• Задание:
Замените «front bumper» на «rear bumper» в строках списка от той, где есть «Where can the rear wheel», до конца списка включительно. Приведите только эти строки, больше ничего в них не меняя.

• Фрагменты данных с указанием точек:
##############################
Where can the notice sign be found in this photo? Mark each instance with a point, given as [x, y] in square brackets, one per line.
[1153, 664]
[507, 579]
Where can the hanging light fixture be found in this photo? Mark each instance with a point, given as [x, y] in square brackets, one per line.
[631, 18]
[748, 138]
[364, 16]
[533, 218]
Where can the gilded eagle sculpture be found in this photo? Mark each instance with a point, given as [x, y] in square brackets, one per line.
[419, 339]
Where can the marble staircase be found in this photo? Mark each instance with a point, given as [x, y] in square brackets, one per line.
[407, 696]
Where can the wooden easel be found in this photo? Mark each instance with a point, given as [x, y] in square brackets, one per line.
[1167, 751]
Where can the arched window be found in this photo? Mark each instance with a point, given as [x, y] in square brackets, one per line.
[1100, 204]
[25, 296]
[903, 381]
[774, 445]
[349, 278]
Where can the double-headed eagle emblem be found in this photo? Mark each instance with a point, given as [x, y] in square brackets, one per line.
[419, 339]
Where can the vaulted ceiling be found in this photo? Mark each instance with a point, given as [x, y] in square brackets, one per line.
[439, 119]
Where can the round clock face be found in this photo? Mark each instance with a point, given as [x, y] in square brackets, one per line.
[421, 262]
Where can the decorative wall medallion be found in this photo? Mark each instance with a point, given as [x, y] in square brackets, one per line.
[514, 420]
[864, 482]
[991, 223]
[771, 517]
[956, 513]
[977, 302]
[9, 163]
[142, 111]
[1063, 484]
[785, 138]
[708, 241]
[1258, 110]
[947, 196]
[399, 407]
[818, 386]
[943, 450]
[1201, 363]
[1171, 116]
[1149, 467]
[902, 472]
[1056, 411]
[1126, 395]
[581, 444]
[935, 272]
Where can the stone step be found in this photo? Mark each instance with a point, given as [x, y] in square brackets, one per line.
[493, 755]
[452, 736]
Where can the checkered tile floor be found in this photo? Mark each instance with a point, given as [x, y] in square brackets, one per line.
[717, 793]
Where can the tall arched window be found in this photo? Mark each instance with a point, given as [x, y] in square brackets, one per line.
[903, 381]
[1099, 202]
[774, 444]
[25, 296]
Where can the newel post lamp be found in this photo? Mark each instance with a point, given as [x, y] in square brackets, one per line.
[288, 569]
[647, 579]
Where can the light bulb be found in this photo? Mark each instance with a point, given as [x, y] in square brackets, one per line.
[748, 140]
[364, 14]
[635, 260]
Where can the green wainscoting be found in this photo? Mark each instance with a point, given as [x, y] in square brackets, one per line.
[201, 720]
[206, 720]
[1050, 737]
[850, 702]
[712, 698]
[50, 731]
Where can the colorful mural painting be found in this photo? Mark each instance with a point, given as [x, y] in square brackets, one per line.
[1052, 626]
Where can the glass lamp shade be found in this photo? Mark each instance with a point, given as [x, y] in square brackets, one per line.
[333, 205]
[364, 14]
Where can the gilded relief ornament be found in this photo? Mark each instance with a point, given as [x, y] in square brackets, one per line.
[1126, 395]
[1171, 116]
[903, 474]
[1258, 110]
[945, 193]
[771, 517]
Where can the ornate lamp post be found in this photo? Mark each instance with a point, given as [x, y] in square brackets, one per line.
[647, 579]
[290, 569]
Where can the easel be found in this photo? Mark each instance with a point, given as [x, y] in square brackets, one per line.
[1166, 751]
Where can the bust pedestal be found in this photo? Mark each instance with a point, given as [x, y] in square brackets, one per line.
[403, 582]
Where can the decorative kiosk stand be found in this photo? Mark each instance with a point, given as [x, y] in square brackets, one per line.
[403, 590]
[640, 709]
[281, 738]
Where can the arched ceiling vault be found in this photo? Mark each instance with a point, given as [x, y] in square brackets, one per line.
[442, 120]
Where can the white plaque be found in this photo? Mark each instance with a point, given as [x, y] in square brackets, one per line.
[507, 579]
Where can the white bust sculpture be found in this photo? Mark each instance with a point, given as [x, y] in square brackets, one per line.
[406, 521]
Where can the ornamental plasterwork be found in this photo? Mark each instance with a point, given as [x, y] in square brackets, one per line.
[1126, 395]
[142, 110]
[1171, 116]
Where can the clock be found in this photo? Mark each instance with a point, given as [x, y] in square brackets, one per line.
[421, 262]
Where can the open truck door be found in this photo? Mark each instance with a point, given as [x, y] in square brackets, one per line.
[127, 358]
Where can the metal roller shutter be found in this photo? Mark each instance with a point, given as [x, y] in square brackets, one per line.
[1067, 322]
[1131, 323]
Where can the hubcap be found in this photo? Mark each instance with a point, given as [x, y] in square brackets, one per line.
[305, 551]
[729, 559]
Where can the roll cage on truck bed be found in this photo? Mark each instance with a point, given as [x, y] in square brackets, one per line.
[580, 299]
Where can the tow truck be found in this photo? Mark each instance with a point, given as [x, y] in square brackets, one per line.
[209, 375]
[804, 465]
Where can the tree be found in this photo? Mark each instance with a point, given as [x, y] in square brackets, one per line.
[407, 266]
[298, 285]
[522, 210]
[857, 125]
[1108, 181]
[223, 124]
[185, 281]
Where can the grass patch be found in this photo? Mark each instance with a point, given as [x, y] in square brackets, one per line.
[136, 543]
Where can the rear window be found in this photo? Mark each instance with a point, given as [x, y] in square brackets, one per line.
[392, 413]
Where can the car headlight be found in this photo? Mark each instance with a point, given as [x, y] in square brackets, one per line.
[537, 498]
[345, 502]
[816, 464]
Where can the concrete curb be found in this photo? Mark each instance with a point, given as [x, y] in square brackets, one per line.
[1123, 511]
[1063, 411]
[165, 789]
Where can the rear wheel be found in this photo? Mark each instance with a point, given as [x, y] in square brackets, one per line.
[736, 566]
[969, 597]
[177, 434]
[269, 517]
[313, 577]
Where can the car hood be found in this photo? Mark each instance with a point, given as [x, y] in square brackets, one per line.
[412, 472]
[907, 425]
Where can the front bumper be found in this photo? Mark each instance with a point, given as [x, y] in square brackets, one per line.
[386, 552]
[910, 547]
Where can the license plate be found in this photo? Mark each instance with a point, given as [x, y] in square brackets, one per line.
##############################
• Ответ:
Where can the rear wheel be found in this photo? Mark each instance with a point, given as [x, y] in square brackets, one per line.
[736, 566]
[969, 597]
[177, 434]
[269, 517]
[313, 577]
Where can the car hood be found in this photo? Mark each instance with a point, given as [x, y] in square brackets, one per line.
[412, 472]
[907, 425]
Where can the rear bumper be found in this photo? Mark each instance with a point, given as [x, y] in square brackets, one per line.
[386, 552]
[910, 547]
Where can the license plate be found in this photo? Mark each instance with a point, given as [x, y] in square brackets, one per line.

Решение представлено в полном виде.